— Task description —
Repeat the material below word for word, leaving out the pictures.

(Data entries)
####################

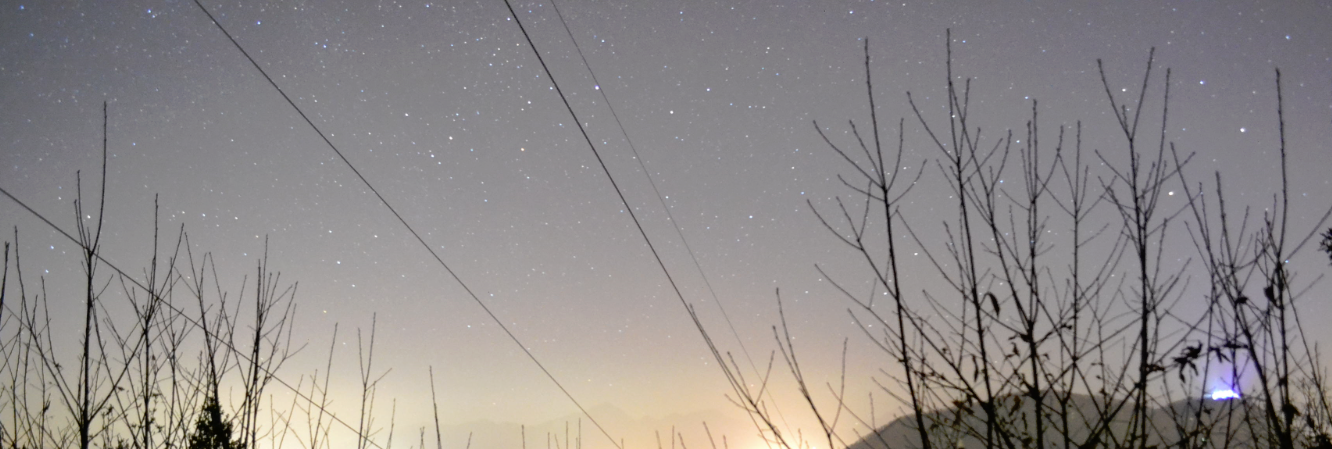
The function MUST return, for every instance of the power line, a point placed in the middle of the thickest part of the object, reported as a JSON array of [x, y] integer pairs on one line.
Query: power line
[[386, 204], [662, 200]]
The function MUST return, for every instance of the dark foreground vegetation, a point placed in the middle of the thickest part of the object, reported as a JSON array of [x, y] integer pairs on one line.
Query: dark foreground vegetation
[[1075, 339], [1064, 323]]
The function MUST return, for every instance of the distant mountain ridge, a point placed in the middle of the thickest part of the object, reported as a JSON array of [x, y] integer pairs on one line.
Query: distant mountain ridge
[[949, 427]]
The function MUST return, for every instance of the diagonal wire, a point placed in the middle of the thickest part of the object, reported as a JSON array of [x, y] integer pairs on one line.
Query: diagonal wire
[[183, 315], [660, 197], [386, 204]]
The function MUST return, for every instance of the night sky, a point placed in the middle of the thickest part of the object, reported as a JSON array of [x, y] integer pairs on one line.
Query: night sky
[[445, 109]]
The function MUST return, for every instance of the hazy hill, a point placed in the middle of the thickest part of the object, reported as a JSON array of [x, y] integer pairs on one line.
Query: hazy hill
[[949, 427]]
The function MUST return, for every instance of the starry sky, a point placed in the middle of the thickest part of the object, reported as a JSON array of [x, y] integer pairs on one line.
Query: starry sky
[[445, 109]]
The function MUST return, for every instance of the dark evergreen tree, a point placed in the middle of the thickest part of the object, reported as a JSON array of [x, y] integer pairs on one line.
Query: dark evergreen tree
[[212, 431]]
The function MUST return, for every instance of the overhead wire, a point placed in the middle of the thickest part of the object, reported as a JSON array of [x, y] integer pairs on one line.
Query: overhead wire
[[737, 383], [183, 315], [386, 204], [662, 200]]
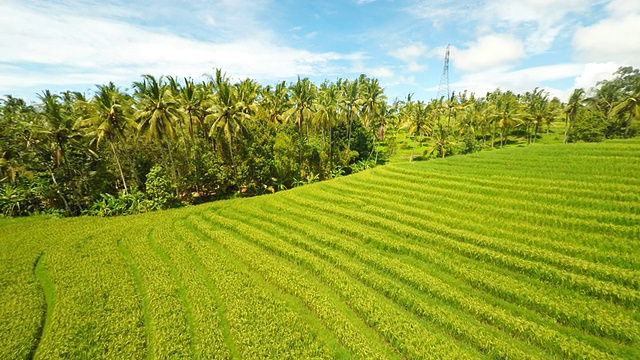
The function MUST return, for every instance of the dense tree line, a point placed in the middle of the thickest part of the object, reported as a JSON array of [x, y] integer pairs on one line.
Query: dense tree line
[[170, 141]]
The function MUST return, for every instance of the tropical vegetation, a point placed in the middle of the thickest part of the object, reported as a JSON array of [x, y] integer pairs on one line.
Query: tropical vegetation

####################

— Solution for this task —
The function MUST return, for every instance of the power line, a point placed in the middle of the thickest part of the object, reported as a JSON array of [x, y] integer pairs on one line.
Query: power line
[[386, 204], [662, 200]]
The function MUST return, for every instance of the dark foreground vegetation, a point placed in the middle of the thickest part of the object, reported as a JSON array of [x, y] integer pairs on one line.
Query: dark foreground vegetation
[[1075, 339], [1064, 323]]
The function MUST return, for every instance of the distant mountain ridge, a point placed in the middle of the thickest part of the object, reported as a JSON array of [x, y] integer pairs on one line.
Query: distant mountain ridge
[[949, 427]]
The function MUST return, for every instance of the diagonal wire, a point placed in the middle of the thickest part of the object, reported as a JSON array of [x, y] integer pairs on one line.
Query: diagonal wire
[[183, 315], [660, 197], [386, 204]]
The function MUST return, for every instance of the night sky, a point placed in the middle of the thickest part of the object, reported as a JSON array of [x, y] integer pairs on one line.
Query: night sky
[[445, 109]]
The function MUST return, for every instance of the hazy hill, a point placed in the middle of the thickest part of the object, reported as a JSON array of [x, y] integer pairs on one line.
Query: hazy hill
[[949, 427]]
The function MUST return, for every instance of the starry sky, a point placed in the middle of the thickest part of the object, reported as a JSON array of [x, y] integer pairs on one line.
Query: starry sky
[[445, 109]]
The function MUST return, for every instance of the dark evergreen tree, a point placed in the middle of the thickest part of the object, reported as a JSON array of [x, y] integer pairs on one line.
Query: dark evergreen tree
[[212, 431]]
The function MUST return, for every instance of the overhead wire, a point placed in the middle of the thickest part of the object, reported as a JSON array of [x, y] integer pairs on one line.
Query: overhead wire
[[737, 383], [183, 315], [386, 204], [662, 200]]
The function MUST return, for every instance of the dense tree line, a point placed in the middle of the thickest part of the object, reported as a JSON array of [x, y] integer pairs on one line.
Query: dense tree line
[[170, 141]]
The function MUST return, for every instance of the tropical vegetation, a point placed in the middle of the thickest part of the object, reported as a JSON array of [x, y] integer pairs on one line.
Query: tropical vegetation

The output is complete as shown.